PROBLEM REQUIREMENTS: Return the entries exactly as they appear.

EXERCISE MATERIAL:

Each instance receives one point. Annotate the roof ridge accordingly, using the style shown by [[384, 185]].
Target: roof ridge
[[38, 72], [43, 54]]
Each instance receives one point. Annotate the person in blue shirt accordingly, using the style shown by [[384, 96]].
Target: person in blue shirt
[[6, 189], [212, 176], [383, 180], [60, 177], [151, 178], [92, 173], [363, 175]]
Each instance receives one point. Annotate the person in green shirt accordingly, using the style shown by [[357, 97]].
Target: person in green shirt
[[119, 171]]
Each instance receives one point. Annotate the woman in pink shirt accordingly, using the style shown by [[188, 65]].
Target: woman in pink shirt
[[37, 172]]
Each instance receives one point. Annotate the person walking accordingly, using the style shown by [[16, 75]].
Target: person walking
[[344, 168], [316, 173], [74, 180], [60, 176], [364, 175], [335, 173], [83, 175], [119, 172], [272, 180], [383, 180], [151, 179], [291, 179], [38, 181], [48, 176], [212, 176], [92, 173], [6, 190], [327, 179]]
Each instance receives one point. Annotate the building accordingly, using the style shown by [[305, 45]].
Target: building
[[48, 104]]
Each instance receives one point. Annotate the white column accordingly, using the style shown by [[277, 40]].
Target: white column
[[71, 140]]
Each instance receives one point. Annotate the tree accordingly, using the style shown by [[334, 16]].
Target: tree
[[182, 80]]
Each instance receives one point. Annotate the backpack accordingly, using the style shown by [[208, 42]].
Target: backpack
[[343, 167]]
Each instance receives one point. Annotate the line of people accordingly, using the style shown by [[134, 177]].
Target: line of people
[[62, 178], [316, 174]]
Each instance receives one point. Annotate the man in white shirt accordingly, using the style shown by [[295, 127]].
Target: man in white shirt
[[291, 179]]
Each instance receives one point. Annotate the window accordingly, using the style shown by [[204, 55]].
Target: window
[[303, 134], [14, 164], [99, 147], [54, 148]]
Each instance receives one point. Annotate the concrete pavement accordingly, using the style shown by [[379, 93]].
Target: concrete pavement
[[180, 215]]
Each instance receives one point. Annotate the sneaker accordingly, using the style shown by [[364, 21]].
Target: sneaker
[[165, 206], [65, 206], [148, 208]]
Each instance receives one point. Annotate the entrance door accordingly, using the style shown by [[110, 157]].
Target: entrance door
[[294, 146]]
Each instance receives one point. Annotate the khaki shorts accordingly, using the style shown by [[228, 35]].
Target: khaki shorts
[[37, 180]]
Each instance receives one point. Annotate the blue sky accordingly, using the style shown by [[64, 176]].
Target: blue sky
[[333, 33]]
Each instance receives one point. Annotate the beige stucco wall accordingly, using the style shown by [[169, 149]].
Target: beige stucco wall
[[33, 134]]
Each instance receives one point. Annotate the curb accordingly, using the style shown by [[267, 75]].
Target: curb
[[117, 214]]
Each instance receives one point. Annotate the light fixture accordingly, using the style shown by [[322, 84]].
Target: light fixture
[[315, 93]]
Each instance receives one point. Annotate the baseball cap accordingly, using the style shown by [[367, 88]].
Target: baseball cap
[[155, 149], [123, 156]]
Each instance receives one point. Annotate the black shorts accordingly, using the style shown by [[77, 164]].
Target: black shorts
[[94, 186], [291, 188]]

YOUR SOLUTION:
Each instance receives one point. Annotate the roof ridge accordingly, using the style shown by [[384, 185]].
Target: roof ridge
[[38, 72], [43, 54]]
Each instance receives one point. Annotate the person in blue shirt accordingly, using the style shown by [[384, 96]].
Target: person in blue shirt
[[6, 189], [212, 176], [383, 180], [60, 177], [151, 178], [92, 173], [363, 175]]
Each instance receives one point. Annotate the person in green shirt accordingly, using the style shown by [[357, 97]].
Target: person in green shirt
[[119, 171]]
Each instance receives one point. Annotate the woman in pink shirt accordingly, using the style shown by [[188, 65]].
Target: woman in pink shirt
[[37, 172]]
Each instance receives one point. Annotate the person walking accordingly, using the style shown by [[16, 75]].
Target: person walking
[[344, 168], [316, 173], [74, 180], [60, 176], [364, 175], [335, 173], [83, 175], [119, 172], [272, 180], [383, 180], [151, 179], [291, 179], [38, 181], [48, 176], [212, 176], [92, 173], [6, 190], [327, 179]]
Each instance receives one point. Annotate the building accordingly, using the style shown by [[305, 45]].
Target: building
[[48, 104]]
Each instance receives one point. Annotate the white column accordingly, using the style shown by [[277, 40]].
Target: white column
[[71, 140]]
Each instance receives one point. Annotate the tree accordingly, using the style shown by [[334, 16]].
Target: tree
[[182, 80]]
Each instance receives one point. Annotate the backpack accordingly, using the style shown by [[208, 42]].
Target: backpack
[[343, 167]]
Each instance receives one point. Annotate the line of people accordingly, using the style shown by [[134, 177]].
Target: line of people
[[62, 178], [316, 174]]
Each instance receives one point. Annotate the man in white shirt accordingly, using the style shown by [[295, 127]].
Target: man in white shirt
[[291, 179]]
Each instance receives one point. Annotate the window accordingly, using the style shown by [[204, 55]].
Target: window
[[303, 134], [14, 164], [99, 147], [54, 148]]
Each instance receives one point. Annotate the concrete pavement accordingly, using the style shown by [[379, 93]].
Target: concrete pavement
[[180, 215]]
Each instance receives one point. Annotate the sneaker accordingly, using the style shown by [[364, 21]].
Target: sneaker
[[165, 206], [65, 206], [148, 208]]
Each instance receives one point. Annotate the entrance door accordingly, using the style shown by [[110, 157]].
Target: entrance door
[[294, 146]]
Each instance receives one point. Annotate the khaki shorts accordingly, using the style shown by [[228, 35]].
Target: khaki shorts
[[37, 180]]
Each instance receives one point. Annotate the blue sky accordingly, using the style shown by [[64, 176]].
Target: blue sky
[[333, 33]]
Each instance receives one point. Annotate the beige stucco wall accordingly, using the style shown by [[169, 149]].
Target: beige stucco wall
[[33, 134]]
Each instance receives one point. Annotate the curb accordingly, using the style shown by [[267, 75]].
Target: curb
[[117, 214]]
Each instance receives one point. Annotate the light fixture accordingly, using the style shown by [[322, 84]].
Target: light fixture
[[315, 93]]
Each instance receives one point. Annotate the baseball cap accordingly, using the style shown by [[367, 88]].
Target: baseball cap
[[155, 149], [123, 156]]
Each instance receives one point. Annotate the black shorts accordingly, using the style shown by [[77, 164]].
Target: black shorts
[[94, 186], [291, 188]]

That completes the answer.